Begin SOURCE DOCUMENT

Jens-

I was not aware that ng-if removes things from the DOM when they are not 
used.  That certainly makes me wonder about whether taking another look 
might be worth it.

When there is a change in a value that Angular detects, is the ENTIRE 
page/controller/ngApp re-built or just the area of the page that would have 
an impacted change?  For example, if I'm hovering over a certain area of 
the widget, and a placeholder to the right needs to appear (and is set up 
up with ng-if), is the only change that will occur the insertion of that 
DOM element or will the entire area/page be regenerated?

I agree that pure angular often ends up much simpler and I'm already taking 
my first draft which was still manipulating a lot of HTML to make it have 
some structure with a model, etc.  If I can do the same for the placeholder 
insertion, that'd be cool too.

Thanks,
Kevin

On Tuesday, September 9, 2014 12:50:09 AM UTC-6, Jens Melgaard wrote:

> Actually you could do this by simply creating a "WidgetSocket" Directive 
> which will transclude it's widget in and just add those placeholders to 
> that using ng-if (which actually removes them from the DOM if they are not 
> used).

End SOURCE DOCUMENT
Begin PROVIDED INFORMATION

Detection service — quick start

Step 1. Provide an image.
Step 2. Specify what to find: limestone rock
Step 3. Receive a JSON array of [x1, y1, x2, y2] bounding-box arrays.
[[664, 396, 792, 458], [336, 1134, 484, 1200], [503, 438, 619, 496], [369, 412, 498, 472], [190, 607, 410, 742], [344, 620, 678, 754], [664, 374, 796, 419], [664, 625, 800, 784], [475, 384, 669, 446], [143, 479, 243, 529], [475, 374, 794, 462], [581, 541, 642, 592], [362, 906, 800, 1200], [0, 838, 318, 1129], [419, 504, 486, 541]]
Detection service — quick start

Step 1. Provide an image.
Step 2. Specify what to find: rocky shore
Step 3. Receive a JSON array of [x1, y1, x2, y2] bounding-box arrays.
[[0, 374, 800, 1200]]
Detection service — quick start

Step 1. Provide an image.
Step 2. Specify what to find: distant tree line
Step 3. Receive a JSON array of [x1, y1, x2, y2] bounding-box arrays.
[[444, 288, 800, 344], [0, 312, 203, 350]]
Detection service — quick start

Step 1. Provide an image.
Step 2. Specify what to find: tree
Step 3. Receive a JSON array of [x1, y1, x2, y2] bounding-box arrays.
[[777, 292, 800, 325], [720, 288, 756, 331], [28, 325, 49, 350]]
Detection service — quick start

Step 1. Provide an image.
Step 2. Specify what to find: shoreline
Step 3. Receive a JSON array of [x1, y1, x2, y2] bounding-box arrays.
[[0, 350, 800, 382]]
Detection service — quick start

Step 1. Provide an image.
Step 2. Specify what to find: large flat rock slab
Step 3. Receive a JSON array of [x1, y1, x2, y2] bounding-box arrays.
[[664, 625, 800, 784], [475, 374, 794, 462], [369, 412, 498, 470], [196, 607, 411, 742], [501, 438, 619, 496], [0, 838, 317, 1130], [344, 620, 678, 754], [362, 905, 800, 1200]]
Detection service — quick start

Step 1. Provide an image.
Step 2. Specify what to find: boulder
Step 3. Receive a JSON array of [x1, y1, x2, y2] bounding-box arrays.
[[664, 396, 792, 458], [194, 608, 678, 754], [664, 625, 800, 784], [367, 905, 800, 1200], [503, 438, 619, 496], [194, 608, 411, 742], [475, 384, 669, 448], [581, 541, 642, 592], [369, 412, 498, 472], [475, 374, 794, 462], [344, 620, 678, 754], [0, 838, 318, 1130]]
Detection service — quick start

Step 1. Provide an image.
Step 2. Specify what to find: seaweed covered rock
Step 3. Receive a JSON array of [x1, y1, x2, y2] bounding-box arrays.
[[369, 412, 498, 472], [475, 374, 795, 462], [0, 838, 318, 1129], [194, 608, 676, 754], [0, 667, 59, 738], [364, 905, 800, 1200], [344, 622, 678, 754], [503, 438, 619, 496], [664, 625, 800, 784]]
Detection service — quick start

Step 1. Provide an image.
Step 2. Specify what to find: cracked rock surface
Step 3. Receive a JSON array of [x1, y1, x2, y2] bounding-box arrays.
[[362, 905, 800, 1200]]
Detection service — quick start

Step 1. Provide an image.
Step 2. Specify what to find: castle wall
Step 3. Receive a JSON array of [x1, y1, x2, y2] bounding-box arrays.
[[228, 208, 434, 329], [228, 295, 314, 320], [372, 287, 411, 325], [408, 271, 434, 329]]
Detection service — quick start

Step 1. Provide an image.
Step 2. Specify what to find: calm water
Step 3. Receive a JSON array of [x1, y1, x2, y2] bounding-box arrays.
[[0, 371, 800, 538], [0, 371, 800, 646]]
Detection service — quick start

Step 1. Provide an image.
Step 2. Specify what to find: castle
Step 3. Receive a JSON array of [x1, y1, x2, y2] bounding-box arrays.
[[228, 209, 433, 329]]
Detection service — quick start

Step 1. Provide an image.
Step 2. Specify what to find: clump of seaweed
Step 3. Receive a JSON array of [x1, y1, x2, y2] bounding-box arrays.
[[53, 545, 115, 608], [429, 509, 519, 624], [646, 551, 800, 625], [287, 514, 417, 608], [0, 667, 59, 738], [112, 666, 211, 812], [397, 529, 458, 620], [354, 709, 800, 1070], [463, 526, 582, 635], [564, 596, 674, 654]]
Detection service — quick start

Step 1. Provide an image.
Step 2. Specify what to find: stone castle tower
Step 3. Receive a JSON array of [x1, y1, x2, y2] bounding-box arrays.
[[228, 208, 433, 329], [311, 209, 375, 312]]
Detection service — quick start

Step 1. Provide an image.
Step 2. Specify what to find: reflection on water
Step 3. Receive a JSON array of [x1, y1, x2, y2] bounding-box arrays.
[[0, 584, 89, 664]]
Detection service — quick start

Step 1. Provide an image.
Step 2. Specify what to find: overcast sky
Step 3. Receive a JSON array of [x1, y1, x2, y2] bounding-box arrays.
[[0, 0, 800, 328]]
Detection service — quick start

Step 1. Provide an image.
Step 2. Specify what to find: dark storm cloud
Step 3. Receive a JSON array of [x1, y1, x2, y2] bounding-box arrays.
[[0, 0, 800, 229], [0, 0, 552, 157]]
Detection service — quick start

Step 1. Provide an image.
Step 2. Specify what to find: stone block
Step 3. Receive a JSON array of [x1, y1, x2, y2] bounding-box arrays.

End PROVIDED INFORMATION

- [TASKS TO PERFORM]
1 – In the email, extract the passage starting with "I was not aware" and going on through "area/page be regenerated?".
2 – Answer these from the email:
(a) What kind of directive does the quoted reply suggest creating?
(b) What date and time are given for Jens Melgaard's message?
(c) What name is the email signed with?
3 – Shorten the email's paragraph beginning "When there is a change in a value" while keeping its main points.
The material isn't needed for anything here.

- [RESPONSES BY TASK]
1 –
I was not aware that ng-if removes things from the DOM when they are not 
used.  That certainly makes me wonder about whether taking another look 
might be worth it.

When there is a change in a value that Angular detects, is the ENTIRE 
page/controller/ngApp re-built or just the area of the page that would have 
an impacted change?  For example, if I'm hovering over a certain area of 
the widget, and a placeholder to the right needs to appear (and is set up 
up with ng-if), is the only change that will occur the insertion of that 
DOM element or will the entire area/page be regenerated?

2 –
(a) A "WidgetSocket" directive
(b) Tuesday, September 9, 2014, 12:50:09 AM UTC-6
(c) Kevin

3 – The writer asks whether a value change detected by Angular makes it rebuild the entire page/controller/ngApp or only the affected area. For example, if hovering over part of the widget makes a placeholder set up with ng-if appear to the right, is only that DOM element inserted, or is the whole area or page regenerated?